[Object pointing data rows]
+ + + + + + +
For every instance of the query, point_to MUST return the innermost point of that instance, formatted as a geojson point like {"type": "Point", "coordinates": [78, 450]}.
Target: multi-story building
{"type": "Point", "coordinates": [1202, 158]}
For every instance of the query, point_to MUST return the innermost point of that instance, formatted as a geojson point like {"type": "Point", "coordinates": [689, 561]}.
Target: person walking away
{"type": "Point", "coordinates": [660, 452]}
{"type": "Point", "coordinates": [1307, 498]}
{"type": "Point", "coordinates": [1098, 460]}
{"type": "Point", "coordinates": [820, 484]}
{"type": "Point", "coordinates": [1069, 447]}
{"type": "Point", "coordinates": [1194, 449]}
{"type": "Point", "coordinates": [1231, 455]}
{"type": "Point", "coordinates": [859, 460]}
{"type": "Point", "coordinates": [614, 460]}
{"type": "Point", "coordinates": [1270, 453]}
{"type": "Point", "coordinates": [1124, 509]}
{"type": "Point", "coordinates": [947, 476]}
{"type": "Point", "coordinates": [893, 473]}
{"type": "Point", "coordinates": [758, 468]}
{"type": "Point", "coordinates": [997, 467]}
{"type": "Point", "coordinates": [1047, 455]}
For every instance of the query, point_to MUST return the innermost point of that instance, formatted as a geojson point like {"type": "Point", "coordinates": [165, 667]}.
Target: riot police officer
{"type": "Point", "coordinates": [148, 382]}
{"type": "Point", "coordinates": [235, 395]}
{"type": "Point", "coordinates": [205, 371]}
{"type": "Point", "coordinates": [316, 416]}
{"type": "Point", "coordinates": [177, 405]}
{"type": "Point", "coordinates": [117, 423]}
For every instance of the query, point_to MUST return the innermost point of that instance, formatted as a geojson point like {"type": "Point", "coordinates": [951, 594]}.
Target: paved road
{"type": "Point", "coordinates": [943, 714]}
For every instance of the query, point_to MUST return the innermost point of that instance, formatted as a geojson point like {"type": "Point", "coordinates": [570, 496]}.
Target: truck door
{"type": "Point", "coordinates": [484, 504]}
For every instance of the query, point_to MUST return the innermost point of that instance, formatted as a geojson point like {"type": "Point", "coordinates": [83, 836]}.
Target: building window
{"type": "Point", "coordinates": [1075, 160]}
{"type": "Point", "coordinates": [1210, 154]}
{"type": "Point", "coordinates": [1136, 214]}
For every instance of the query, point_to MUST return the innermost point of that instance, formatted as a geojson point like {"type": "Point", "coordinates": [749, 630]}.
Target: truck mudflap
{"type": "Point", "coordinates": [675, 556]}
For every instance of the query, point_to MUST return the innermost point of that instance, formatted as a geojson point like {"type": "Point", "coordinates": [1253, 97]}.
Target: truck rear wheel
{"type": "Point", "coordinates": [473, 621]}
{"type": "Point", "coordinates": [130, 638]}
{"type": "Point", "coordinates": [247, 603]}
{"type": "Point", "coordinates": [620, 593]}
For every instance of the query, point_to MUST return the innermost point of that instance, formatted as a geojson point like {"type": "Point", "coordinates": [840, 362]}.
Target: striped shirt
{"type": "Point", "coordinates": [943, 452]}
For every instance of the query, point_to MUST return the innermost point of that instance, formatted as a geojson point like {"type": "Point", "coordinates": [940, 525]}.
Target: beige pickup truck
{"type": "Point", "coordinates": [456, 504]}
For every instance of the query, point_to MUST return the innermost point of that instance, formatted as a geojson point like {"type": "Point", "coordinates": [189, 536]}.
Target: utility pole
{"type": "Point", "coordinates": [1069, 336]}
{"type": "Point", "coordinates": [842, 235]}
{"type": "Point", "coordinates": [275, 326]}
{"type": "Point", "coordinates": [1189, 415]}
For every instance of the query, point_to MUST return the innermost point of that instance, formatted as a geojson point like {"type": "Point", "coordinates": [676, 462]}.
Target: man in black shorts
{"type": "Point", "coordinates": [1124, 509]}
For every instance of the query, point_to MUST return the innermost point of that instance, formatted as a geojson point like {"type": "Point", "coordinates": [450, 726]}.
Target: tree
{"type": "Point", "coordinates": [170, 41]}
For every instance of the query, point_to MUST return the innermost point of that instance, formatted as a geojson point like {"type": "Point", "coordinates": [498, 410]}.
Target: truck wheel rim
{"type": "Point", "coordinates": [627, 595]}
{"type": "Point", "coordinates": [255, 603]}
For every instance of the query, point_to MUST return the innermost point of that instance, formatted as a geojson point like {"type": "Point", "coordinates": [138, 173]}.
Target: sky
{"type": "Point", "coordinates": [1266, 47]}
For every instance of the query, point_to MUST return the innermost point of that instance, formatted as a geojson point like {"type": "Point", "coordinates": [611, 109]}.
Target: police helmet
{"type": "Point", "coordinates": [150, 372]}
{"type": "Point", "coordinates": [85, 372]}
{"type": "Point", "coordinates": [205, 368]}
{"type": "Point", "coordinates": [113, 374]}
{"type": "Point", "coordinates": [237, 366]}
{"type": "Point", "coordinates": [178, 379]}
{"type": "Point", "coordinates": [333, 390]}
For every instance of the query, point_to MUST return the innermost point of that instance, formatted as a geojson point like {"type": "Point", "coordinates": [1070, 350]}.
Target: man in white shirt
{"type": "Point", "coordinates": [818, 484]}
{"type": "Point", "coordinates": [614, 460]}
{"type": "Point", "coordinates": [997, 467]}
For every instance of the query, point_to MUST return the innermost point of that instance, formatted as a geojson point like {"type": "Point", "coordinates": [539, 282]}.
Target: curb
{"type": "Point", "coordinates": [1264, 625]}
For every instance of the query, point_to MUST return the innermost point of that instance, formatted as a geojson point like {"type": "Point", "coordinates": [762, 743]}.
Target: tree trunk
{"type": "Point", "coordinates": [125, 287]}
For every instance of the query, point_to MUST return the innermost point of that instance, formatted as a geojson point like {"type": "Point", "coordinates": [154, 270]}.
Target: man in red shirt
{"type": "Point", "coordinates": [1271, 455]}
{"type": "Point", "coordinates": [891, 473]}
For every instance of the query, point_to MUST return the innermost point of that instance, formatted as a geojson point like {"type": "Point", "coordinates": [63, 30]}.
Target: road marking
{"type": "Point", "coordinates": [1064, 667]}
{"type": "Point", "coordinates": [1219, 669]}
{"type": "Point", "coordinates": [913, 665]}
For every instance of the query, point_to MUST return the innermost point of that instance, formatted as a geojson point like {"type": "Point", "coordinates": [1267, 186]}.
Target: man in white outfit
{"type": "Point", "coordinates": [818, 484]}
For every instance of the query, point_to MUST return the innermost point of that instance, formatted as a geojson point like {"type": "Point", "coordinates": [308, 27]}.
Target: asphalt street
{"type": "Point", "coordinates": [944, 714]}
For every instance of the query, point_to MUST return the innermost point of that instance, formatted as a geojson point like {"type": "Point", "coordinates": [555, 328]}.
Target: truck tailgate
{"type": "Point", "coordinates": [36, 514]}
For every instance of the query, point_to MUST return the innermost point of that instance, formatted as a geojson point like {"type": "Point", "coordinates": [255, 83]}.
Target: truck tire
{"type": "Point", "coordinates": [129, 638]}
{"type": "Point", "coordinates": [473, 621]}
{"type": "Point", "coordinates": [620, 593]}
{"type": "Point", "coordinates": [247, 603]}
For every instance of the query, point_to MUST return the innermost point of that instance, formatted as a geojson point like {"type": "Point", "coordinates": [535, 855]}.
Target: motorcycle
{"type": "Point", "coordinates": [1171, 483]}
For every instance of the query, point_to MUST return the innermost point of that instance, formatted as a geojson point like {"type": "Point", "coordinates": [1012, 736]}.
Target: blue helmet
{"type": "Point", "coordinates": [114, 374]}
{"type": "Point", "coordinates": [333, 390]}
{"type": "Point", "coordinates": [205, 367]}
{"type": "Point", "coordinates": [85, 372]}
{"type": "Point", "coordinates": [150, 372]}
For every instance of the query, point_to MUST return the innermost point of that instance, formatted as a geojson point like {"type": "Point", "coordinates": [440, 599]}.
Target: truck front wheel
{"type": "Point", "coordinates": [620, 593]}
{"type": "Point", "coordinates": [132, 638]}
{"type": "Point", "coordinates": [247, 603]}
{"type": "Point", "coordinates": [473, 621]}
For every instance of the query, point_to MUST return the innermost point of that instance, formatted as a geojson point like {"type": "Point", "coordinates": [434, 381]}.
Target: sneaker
+ + + + + + +
◆ GIVEN INSTRUCTION ◆
Pick out each line of the data above that contains the word "white". Copy those lines unchanged and leave out all the others.

◆ REPLY TO THE EXERCISE ◆
Target: man in white shirt
Target: man in white outfit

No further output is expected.